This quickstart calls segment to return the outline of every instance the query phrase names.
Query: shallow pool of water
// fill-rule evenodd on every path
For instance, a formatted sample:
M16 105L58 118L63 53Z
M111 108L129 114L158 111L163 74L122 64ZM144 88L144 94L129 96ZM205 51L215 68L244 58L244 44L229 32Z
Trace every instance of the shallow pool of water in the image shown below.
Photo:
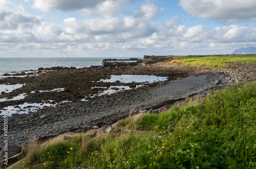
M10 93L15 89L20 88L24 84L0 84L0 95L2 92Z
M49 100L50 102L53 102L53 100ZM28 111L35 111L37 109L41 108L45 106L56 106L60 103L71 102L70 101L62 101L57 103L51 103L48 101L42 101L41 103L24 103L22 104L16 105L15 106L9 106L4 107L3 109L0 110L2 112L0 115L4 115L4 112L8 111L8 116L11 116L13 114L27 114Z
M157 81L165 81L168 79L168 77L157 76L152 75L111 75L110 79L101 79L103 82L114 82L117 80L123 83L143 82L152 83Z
■ ■ ■ ■
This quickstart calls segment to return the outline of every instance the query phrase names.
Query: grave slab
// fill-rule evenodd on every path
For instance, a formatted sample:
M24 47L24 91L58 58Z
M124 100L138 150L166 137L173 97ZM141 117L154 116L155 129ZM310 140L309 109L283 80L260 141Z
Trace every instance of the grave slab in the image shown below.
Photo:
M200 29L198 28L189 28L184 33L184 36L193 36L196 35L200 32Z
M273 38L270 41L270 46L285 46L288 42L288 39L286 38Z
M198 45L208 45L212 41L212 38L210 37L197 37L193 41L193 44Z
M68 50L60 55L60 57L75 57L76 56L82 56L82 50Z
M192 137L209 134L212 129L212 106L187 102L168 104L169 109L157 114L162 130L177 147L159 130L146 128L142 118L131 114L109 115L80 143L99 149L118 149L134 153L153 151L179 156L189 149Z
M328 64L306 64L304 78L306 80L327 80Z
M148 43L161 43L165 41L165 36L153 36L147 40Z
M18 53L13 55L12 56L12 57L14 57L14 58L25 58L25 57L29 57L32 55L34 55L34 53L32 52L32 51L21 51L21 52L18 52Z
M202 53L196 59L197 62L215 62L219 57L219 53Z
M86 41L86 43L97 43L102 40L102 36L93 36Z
■ ■ ■ ■
▸ **JOB**: Pull out every line of the records above that contains the word "pool", copying each line in full. The match is case-sensitive.

▸ **WRITTEN REPLY**:
Query: shallow pool of water
Trace every instance of the shallow pool of water in the image shown below.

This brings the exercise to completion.